当前位置：首页 > news >正文

P9-QA 数据集生成工具

news 来源：原创 2025/6/10 11:13:06

QA 数据集生成工具

本工具用于从文本文件（.txt、.pdf、.docx）生成问答（QA）数据集，基于 Qwen3 语言模型的检索增强生成（RAG）流程。工具支持文档处理、文本分割为语义完整的句子、生成自然且包含明确主语的问题、通过 RAG 生成准确回答，并提供 Gradio 界面用于文件上传、结果展示和数据集下载。

功能

文件处理：
- 支持 .txt、.pdf 和 .docx 格式。
- 提取文本内容并分割为语义完整的句子。
问题生成：
- 使用 Qwen3 模型为每个句子生成自然且相关的问题。
- 润色问题，确保清晰且包含明确主语（例如，将“为什么低着头往前走？”改为“为什么青青低着头往前走？”）。

▶ [所给各行]:

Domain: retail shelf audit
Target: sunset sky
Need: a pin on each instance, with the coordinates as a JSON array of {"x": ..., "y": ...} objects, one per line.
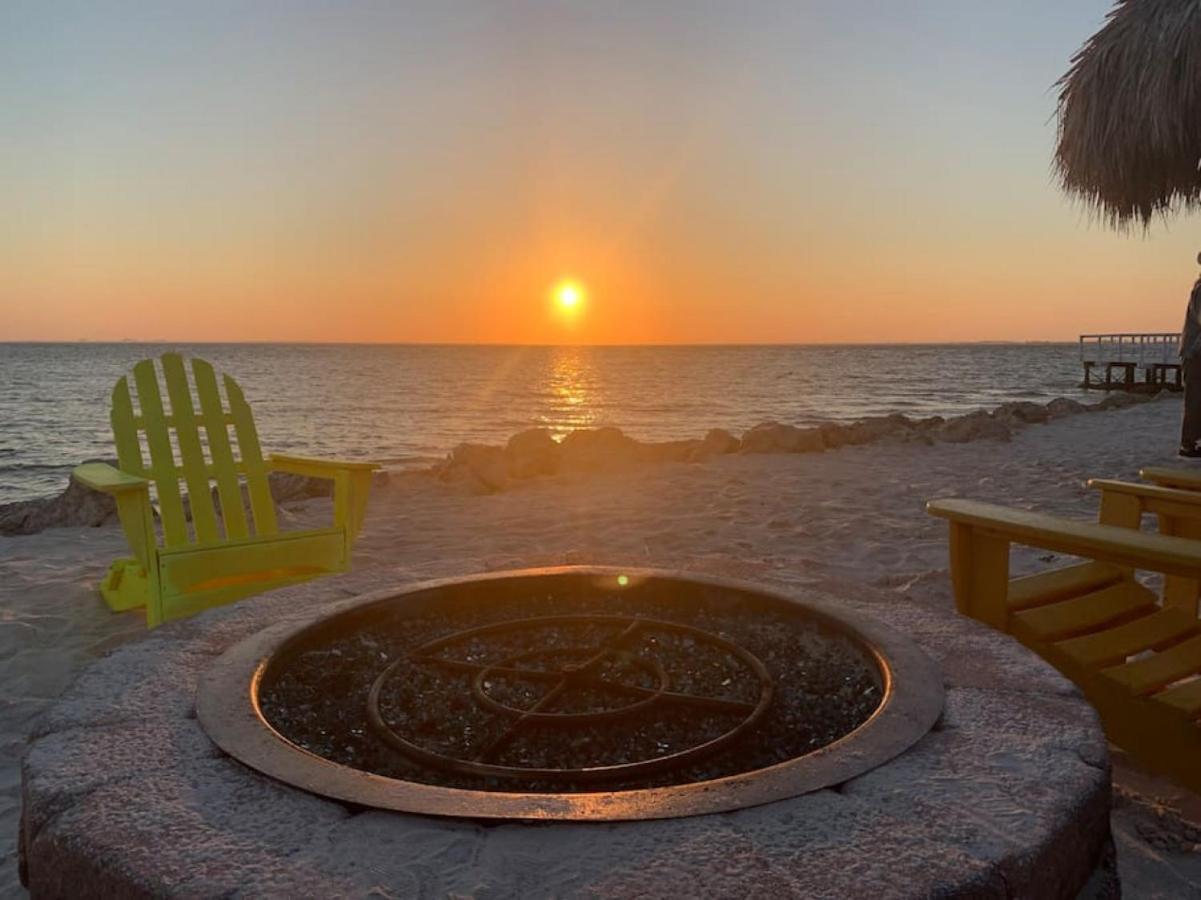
[{"x": 810, "y": 171}]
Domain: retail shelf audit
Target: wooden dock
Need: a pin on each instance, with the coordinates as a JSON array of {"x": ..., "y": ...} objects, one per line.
[{"x": 1123, "y": 356}]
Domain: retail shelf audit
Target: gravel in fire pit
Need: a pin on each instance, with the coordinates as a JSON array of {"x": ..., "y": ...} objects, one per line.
[{"x": 440, "y": 696}]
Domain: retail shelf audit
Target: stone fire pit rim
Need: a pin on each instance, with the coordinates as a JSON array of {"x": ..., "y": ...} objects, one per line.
[{"x": 227, "y": 708}]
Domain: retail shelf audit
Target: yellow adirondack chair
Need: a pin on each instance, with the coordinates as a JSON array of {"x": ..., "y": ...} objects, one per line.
[
  {"x": 1135, "y": 656},
  {"x": 181, "y": 566}
]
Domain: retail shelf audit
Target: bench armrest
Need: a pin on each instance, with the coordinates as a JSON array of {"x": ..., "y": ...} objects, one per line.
[
  {"x": 1183, "y": 478},
  {"x": 316, "y": 468},
  {"x": 1106, "y": 543},
  {"x": 107, "y": 480}
]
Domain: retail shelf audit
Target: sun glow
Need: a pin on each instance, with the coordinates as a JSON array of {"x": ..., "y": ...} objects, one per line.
[{"x": 568, "y": 297}]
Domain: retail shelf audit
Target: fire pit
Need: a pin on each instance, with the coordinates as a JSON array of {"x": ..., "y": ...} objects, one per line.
[
  {"x": 586, "y": 695},
  {"x": 573, "y": 732}
]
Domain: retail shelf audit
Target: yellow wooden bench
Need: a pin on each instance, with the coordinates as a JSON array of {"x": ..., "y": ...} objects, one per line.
[
  {"x": 190, "y": 560},
  {"x": 1136, "y": 656}
]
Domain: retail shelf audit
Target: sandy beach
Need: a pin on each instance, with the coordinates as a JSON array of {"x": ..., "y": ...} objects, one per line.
[{"x": 850, "y": 514}]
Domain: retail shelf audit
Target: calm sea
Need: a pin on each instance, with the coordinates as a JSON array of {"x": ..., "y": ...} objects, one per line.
[{"x": 410, "y": 404}]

▶ [待办任务]:
a - 根据 QA 数据集生成工具介绍回答：
(i) 该工具支持哪几种文件格式？
(ii) 它的 RAG 流程基于哪个语言模型？
(iii) 文件上传、结果展示和数据集下载通过什么界面进行？
b - 能否把 QA 数据集生成工具介绍中以“本工具用于从文本文件”开头的那一段改写成列表，并保留主要事实？
c - 接着 QA 数据集生成工具介绍的最后一句往下续写。
上面这些行与 QA 数据集生成工具介绍没有关系。

▶ [各题答案]:
a -
(i) .txt、.pdf 和 .docx。
(ii) Qwen3 语言模型。
(iii) Gradio 界面。

b -
- 用途：从 .txt、.pdf、.docx 文本文件生成问答（QA）数据集
- 技术基础：基于 Qwen3 语言模型的检索增强生成（RAG）流程
- 支持的处理：文档处理；把文本分割为语义完整的句子；生成自然且包含明确主语的问题；通过 RAG 生成准确回答
- 界面：提供 Gradio 界面，用于文件上传、结果展示和数据集下载

c -
RAG 流程：
- 使用 Chroma 和 HuggingFace 嵌入模型构建向量数据库，实现高效文档检索。
- 结合检索到的文档上下文和 Qwen3 模型生成准确回答。
Gradio 界面：
- 提供基于 Web 的文件上传功能。
- 以表格形式展示生成的 QA 对。
- 使用 Matplotlib 绘制柱状图，显示句子数量与 QA 对数量统计。
- 支持下载生成的 .qa.json 文件。
错误处理：
- 对文件读取、API 调用和 RAG 流程提供健壮的错误处理。
- 提供详细日志记录，便于调试。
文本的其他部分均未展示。